----- Page excerpt -----

MadSci Network: Physics |
Greetings:
References:
Look up MASERS and ATOMIC CLOCKS in any encyclopedia.
For detailed information see:
Handbook of Laser Science and Technology, Volume 1, Section
5.1,
A. E. Popa, Masers, McGraw-Hill/CRC Press, 1982
BACKGROUND
During World War II (1939-1945) radar became the key sensor for the
long range
detection of aircraft. After the war scientists all over the world
were trying
to find new ways to make more sensitive microwave radar receivers that
could detect
aircraft, missiles and rockets at greater distances. At that time
vacuum tube
electronics that used electrons in vacuum tubes for amplification of
weak signals
were the only type of receivers available.
In the mid 1950s two American scientists and one Russian scientist
independently
came up with the concept of using microwave generation and
absorption within
molecules and atoms to build more sensitive microwave amplifiers. In
1953
Professor Charles Townes and his students at Columbia University in
New York built
the first microwave amplifier that used molecules of ammonia gas and
in a
publication in 1954 they named the device a MASER, which stands
for
Microwave Amplification by the Stimulated
Emission of Radiation.
The Ammonia Maser was not a very good microwave amplifier;
however, when
they made it into an oscillator, the microwave signal that it
generated was so
pure that the maser became an Atomic Clock. In 1958 a solid
state
maser amplifier using a ruby crystal cooled with liquid helium to -269
degrees
Celsus, which is near absolute zero temperature, was developed at the
University
of Michigan.
ANSWERS
The Ruby Maser is the most sensitive amplifier ever made and
today they are
used in all of the giant radio telescope antennas used in astronomy
and in
the giant antennas in NASA's Deep Space Network (DSN) that are
used to receive
signals and pictures from satellites visiting the planets in the solar
system.

-----

**Task to carry out**
Reproduce the stretch of the maser history from "In the mid 1950s" through "Emission of Radiation.", swapping "concept" for "idea".

----- Dataset rows -----

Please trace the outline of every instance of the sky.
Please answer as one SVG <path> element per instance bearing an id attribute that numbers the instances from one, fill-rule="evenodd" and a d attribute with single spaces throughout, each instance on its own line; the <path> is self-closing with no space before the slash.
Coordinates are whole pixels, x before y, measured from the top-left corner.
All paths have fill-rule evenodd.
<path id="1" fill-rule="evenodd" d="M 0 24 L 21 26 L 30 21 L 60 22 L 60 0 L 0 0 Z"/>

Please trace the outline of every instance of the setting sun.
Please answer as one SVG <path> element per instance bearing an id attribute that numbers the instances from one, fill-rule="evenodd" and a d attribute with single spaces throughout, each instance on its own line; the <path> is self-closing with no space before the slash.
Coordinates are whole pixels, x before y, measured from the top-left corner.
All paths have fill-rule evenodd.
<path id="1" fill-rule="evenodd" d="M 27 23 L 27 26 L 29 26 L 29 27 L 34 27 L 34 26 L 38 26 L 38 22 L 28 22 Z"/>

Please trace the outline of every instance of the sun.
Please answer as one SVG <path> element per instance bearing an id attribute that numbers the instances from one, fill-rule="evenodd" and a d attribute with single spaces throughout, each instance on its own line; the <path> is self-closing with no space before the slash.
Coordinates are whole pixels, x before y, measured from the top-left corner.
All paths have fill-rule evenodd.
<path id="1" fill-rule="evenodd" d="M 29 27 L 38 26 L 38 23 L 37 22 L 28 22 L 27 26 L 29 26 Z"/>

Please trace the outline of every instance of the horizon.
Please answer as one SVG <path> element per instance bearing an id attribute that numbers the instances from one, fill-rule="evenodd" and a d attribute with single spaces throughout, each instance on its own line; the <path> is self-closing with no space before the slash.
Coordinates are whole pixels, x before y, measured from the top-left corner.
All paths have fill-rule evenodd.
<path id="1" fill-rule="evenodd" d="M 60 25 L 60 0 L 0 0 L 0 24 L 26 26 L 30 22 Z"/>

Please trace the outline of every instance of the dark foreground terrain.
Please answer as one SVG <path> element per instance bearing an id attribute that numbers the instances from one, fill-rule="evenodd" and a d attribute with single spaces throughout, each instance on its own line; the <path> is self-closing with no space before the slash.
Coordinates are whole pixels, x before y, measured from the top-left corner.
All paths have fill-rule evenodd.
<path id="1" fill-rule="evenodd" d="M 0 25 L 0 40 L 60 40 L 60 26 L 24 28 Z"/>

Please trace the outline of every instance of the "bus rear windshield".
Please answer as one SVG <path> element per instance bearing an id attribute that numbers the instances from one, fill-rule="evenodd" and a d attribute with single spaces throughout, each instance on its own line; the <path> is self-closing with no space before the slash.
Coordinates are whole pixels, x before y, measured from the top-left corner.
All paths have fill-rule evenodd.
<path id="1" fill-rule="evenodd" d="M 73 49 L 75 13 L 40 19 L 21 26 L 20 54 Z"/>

-----

**Answer for the task**
In the mid 1950s two American scientists and one Russian scientist
independently
came up with the idea of using microwave generation and
absorption within
molecules and atoms to build more sensitive microwave amplifiers. In
1953
Professor Charles Townes and his students at Columbia University in
New York built
the first microwave amplifier that used molecules of ammonia gas and
in a
publication in 1954 they named the device a MASER, which stands
for
Microwave Amplification by the Stimulated
Emission of Radiation.